## start EXERCISE DATA

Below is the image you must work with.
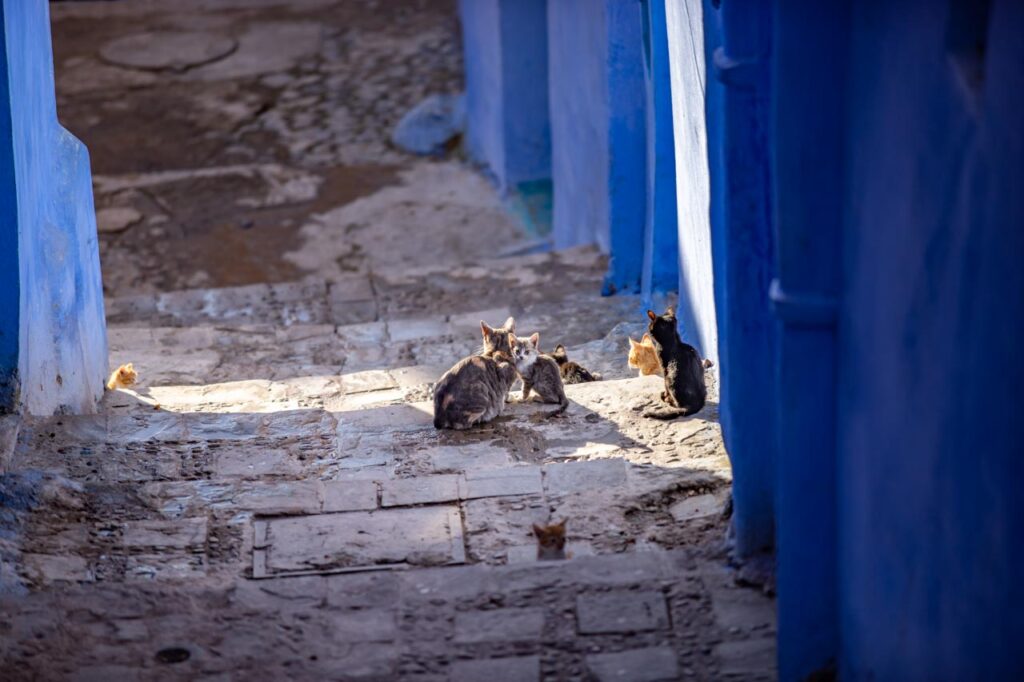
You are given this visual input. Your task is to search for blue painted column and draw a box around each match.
[459,0,551,193]
[0,0,106,415]
[705,0,776,557]
[548,0,647,294]
[641,0,679,307]
[770,0,850,680]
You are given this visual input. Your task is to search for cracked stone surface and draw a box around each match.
[0,0,775,682]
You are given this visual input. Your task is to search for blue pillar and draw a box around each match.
[770,0,843,680]
[641,0,679,307]
[548,0,647,294]
[0,0,106,415]
[705,0,776,556]
[459,0,551,193]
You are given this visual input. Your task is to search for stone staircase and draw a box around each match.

## end EXERCISE DATA

### GIVEN REQUEST
Rewrite every item shown above with "draw a box around" replaced by "outline", changing nothing else, and leave the pictures out.

### WRITTEN RESPONSE
Below is the image you must work with.
You are given this visual input. Your task is to search for blue painted column and outline each match.
[459,0,551,193]
[0,0,106,415]
[705,0,776,557]
[548,0,647,294]
[641,0,679,307]
[770,0,850,680]
You are given this visual input. Your task is to search for cracked stone surface and outline each match.
[0,0,775,682]
You are given this visual input. Your task is to search for blue pillar and outline each match.
[770,0,843,680]
[641,0,679,307]
[548,0,647,294]
[0,0,106,415]
[705,0,776,556]
[459,0,551,193]
You are given this visual input. Your task is to search for stone staircase and outline each match.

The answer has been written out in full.